- Document -
Why are Factor Models Useful?

Factor models are useful for four main reasons: risk measurement, risk decomposition, performance attribution, and hedging. By decomposing an asset’s returns into a finite number of factors, one can measure the sensitivity of the asset to systematic risks and distinguish it from idiosyncratic risks. This decomposition enables investors to assess which portion of the return is driven by broad market dynamics (systematic risk) and which is due to factors unique to the asset (idiosyncratic risk). This insight is critical for constructing diversified portfolios and understanding the sources of risk and return.

Factor models play a crucial role in risk measurement by quantifying the exposure of an asset or portfolio to specific risk factors such as market movements, size, or value. For instance, the Capital Asset Pricing Model (CAPM) beta measures how sensitive an asset’s return is to overall market movements. Multi-factor models go beyond this by incorporating additional risks, enabling more comprehensive risk assessments. This quantification aids in forecasting potential losses under varying market conditions.

In addition to measuring risk, factor models facilitate risk decomposition by breaking down a portfolio’s overall risk into components attributable to different factors. A portfolio might derive 70% of its risk from market movements, 20% from size, and 10% from value. This decomposition helps investors fine-tune their exposure to particular risks or mitigate unwanted risks through diversification or hedging strategies.

Performance attribution is another key application of factor models. These models help distinguish whether a portfolio’s performance results from the manager’s skill—known as alpha—or from exposure to certain risk factors. For instance, if a portfolio outperforms its benchmark, a factor model can determine if the excess return arises from superior stock selection or higher exposure to factors like size or value.

Lastly, factor models are instrumental in constructing hedging strategies. By analyzing an asset’s factor exposures, investors can design strategies to offset specific risks using derivatives or other financial instruments. For example, if a portfolio is significantly exposed to market risk, an investor can use index futures to hedge against this risk while maintaining other factor exposures. Through these applications, factor models provide investors with a versatile toolkit for managing risk.

Fundamental Model for Equities

A fundamental factor model is a specific type of factor model designed to explain stock returns by relating them to observable, interpretable variables rooted in the economic or financial characteristics of companies. These models decompose stock returns into contributions from a set of fundamental factors and idiosyncratic residuals. The goal is to identify and quantify systematic sources of risk and return.

- Job 1 -
In the passage on factor models, what does the CAPM beta measure?
- Job 2 -
Please carry the passage on factor models forward from its final sentence.

- Data -
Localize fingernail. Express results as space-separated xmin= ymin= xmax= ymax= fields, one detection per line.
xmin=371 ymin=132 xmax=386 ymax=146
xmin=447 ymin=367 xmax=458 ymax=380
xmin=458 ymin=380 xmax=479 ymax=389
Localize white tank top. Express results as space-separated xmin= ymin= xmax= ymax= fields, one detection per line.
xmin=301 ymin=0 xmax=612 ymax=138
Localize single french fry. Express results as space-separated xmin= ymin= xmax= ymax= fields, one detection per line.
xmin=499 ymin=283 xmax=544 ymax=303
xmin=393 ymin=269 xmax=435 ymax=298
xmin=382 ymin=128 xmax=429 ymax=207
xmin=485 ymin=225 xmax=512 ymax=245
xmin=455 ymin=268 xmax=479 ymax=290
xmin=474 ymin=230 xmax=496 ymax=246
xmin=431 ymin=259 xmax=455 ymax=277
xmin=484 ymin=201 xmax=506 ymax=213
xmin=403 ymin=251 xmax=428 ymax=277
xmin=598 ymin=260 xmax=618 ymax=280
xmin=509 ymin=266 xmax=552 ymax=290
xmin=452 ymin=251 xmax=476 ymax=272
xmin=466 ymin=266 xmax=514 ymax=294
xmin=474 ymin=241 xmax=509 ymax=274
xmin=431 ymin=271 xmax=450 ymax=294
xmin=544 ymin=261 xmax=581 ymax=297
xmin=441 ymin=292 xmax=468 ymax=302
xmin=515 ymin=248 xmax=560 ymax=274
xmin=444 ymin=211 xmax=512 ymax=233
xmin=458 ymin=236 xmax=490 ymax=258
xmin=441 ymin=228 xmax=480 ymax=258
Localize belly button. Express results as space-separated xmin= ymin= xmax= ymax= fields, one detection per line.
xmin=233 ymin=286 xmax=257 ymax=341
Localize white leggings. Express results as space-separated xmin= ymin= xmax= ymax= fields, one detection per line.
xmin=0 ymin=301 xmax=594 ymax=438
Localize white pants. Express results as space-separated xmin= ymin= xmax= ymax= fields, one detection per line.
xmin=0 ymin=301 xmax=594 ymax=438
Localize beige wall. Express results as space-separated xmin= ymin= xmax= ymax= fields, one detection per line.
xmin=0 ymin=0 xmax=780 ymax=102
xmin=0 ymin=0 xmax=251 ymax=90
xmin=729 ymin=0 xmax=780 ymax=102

...

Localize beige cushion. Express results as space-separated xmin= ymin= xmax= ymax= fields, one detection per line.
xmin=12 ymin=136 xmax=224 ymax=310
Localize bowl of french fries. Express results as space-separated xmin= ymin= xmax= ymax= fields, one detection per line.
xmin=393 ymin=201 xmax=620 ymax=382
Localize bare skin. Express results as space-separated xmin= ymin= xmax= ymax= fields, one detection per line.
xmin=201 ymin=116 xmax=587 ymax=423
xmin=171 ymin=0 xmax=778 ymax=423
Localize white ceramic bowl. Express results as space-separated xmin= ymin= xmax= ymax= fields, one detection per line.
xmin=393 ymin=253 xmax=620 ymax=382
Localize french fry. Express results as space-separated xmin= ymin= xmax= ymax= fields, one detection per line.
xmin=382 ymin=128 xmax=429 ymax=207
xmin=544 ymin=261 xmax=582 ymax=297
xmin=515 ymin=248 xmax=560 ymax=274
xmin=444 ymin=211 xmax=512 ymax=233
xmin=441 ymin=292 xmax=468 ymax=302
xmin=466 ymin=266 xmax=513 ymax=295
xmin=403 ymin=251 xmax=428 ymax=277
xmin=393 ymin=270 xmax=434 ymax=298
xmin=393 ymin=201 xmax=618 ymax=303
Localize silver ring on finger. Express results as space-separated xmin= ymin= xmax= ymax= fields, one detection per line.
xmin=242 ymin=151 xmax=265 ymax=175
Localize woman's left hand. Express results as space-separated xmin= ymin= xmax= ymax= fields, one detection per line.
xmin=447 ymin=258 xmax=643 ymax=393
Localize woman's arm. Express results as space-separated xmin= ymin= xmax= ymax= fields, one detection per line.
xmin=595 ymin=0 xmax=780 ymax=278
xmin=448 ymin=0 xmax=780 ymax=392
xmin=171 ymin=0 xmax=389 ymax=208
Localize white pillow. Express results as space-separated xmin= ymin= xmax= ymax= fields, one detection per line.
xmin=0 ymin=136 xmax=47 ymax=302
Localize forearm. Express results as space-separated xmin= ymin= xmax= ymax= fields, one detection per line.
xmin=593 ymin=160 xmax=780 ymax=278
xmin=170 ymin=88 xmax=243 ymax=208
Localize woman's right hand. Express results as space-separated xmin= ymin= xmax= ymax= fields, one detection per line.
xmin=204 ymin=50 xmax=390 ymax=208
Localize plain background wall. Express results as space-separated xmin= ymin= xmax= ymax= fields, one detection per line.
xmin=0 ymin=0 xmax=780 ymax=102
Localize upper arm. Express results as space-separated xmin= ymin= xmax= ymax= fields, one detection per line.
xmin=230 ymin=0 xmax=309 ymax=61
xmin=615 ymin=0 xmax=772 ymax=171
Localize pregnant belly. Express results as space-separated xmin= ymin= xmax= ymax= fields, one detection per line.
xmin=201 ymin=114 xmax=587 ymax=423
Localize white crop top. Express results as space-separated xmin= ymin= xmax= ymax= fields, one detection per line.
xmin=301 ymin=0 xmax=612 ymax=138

- Exercise output 1 -
How sensitive an asset's return is to overall market movements.

- Exercise output 2 -
Step 1: Defining the Factors

When constructing a Fundamental Factor Model for equities, the primary goal is to explain the cross-sectional variation in stock returns through fundamental, interpretable factors. These factors are chosen based on their theoretical and empirical significance in explaining equity returns.

The key inputs to generate the factor loadings matrix $\B$ include:

A set of asset returns $r_t$
A set of raw characteristics per asset.

Through transformation and combination of this inputs is possible to get a loading matrix $\B$ , although when working with raw characteristics it is important to take care of their structure. In fact, the task of extracting structured data from unstructured information is perhaps the one that requires the highest amount of human intelligence.

Step 2: Regression Framework

Once we have defined factors and built the loading matrix , the next step is to perform a cross-sectional regression on the estimation universe:

$r_t=B_tf_t+\epsilon_t$

Where the parameters to be estimated are $f_t$ and $\epsilon_t$ , the vectors of factors and idiosyncratic returns.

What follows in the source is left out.